Begin with the line that contains "Place one keypoint on each instance of the rampart" and transcribe each line after it, up to and including the last line of the listing below.

- - - - -

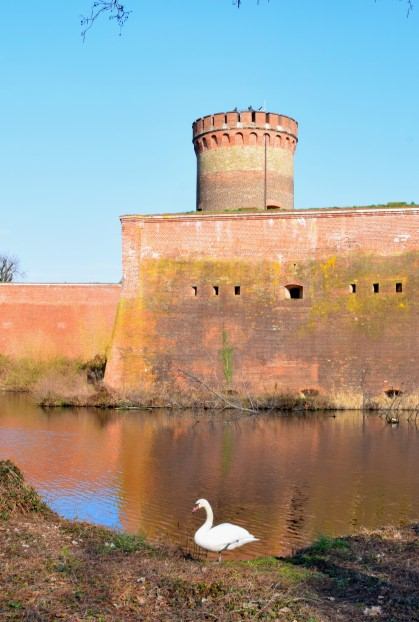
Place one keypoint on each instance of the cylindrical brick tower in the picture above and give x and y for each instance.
(245, 161)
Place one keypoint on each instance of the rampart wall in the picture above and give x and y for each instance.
(283, 301)
(43, 321)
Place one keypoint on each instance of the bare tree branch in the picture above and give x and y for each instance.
(113, 8)
(9, 268)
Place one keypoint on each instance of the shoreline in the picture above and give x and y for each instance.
(63, 382)
(52, 568)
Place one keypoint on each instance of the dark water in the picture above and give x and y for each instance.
(286, 479)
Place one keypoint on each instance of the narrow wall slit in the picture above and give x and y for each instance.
(294, 291)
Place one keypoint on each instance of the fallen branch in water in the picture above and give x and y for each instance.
(219, 395)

- - - - -

[Right answer]:
Place one keypoint on each instance of the rampart wall in the picture above and give x and y for each instance.
(283, 301)
(43, 321)
Place one keypoint on each instance of the bare tree branch in the picture above and give x and y for each instance.
(113, 8)
(9, 268)
Place one keypoint on each instance of the shoreline in the picture above and give x and y for each instance.
(63, 382)
(52, 568)
Place one keypoint on each instance of the dark water in the picture above and give x and y for each instance.
(286, 479)
Place one keypoint on each instance of the narrow wall slit in the picture above and give x and y for each instance.
(294, 291)
Place one keypoint on each instance of the fallen branch in water in the picture above and give x and y for each instance.
(219, 395)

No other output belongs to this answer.